**Aim:**
What is needed is the run of lines from the one with "window as a single point per instance." through the close of the data, set down exactly.

Position identification records
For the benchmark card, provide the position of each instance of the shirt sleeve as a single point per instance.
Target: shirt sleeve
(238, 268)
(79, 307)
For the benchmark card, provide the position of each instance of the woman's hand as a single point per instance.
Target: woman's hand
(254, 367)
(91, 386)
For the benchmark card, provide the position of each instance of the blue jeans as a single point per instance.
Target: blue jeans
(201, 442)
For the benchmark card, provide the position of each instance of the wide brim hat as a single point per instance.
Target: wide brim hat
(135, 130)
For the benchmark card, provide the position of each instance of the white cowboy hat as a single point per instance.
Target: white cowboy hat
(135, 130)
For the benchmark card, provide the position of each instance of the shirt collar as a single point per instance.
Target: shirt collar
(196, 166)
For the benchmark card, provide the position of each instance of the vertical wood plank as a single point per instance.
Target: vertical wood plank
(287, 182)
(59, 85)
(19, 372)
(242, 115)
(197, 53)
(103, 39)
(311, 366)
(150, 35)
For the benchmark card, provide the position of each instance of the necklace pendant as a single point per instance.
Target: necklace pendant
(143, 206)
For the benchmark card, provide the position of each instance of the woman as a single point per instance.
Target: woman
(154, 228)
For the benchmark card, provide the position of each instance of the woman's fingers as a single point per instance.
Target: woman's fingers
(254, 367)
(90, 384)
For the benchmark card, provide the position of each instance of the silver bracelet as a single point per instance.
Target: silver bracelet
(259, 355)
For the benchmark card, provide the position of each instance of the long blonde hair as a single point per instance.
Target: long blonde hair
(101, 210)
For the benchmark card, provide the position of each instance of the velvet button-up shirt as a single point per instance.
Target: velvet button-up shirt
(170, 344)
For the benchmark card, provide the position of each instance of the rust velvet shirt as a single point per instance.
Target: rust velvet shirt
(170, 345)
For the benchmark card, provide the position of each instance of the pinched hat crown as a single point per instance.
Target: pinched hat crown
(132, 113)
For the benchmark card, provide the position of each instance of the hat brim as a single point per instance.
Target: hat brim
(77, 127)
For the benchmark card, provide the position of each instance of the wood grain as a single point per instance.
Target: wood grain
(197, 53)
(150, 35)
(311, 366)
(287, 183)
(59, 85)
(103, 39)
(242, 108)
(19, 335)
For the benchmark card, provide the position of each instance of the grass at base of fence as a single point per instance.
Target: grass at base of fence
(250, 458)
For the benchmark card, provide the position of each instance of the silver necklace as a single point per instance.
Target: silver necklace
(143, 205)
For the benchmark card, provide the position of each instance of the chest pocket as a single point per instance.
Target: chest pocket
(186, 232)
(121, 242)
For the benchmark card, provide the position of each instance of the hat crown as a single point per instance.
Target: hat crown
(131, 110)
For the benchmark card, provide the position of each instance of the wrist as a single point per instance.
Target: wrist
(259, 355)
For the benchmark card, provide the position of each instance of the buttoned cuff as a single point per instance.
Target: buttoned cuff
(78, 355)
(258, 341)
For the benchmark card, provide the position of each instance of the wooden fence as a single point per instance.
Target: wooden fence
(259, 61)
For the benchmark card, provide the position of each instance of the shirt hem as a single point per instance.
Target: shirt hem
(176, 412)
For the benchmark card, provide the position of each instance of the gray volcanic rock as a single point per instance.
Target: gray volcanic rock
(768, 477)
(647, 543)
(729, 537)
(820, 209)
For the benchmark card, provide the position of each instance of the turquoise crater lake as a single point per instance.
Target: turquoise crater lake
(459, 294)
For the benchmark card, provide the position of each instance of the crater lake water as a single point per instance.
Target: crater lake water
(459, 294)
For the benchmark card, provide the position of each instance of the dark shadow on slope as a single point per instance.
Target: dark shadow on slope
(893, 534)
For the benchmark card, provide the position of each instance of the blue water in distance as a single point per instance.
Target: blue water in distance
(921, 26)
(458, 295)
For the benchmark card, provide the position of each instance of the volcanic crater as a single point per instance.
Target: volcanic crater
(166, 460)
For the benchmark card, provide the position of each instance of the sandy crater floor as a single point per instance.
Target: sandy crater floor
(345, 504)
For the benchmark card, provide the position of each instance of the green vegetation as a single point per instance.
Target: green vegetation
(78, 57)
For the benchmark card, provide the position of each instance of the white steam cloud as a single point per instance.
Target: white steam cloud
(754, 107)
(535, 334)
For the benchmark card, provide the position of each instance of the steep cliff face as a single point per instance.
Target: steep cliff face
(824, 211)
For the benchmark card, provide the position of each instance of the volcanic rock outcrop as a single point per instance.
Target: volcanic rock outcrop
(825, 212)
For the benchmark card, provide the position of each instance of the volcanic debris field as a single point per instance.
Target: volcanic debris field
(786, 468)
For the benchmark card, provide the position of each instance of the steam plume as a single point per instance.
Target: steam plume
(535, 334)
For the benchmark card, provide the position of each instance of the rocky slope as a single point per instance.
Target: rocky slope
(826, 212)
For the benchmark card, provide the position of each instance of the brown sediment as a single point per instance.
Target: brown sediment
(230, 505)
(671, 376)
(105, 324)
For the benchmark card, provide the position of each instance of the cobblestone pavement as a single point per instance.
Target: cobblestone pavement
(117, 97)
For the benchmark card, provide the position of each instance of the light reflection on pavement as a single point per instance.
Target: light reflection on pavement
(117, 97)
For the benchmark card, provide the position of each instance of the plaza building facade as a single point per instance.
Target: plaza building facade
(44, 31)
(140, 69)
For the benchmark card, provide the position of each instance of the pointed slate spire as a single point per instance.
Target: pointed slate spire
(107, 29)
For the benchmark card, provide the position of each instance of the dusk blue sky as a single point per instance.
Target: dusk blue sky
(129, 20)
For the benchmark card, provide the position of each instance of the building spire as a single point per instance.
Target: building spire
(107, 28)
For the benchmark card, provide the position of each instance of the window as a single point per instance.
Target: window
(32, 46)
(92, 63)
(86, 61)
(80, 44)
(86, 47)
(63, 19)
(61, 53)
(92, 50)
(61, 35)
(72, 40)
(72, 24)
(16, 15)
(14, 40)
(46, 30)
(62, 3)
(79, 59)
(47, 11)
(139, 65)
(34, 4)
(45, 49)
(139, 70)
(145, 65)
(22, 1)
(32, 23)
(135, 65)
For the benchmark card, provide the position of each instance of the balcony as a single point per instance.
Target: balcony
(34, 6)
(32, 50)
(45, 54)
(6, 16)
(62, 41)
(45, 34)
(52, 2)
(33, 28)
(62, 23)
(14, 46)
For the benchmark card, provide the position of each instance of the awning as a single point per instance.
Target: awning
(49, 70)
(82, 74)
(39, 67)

**Written response:**
For the benchmark card, provide the position of each instance of the window as a single point per instance.
Target: window
(32, 46)
(92, 63)
(86, 61)
(80, 44)
(86, 47)
(63, 19)
(61, 53)
(92, 50)
(61, 35)
(72, 40)
(72, 24)
(16, 15)
(14, 40)
(46, 30)
(62, 3)
(79, 59)
(47, 11)
(139, 65)
(34, 4)
(45, 49)
(139, 70)
(145, 65)
(22, 1)
(32, 23)
(135, 65)
For the benchmark card, provide the position of each instance of the balcony as a single point per instance.
Target: balcony
(34, 6)
(32, 50)
(45, 54)
(6, 16)
(62, 41)
(45, 34)
(52, 2)
(33, 28)
(62, 23)
(14, 46)
For the benchmark card, provide the position of each instance of the awning as a single point per instance.
Target: awning
(49, 70)
(82, 74)
(39, 67)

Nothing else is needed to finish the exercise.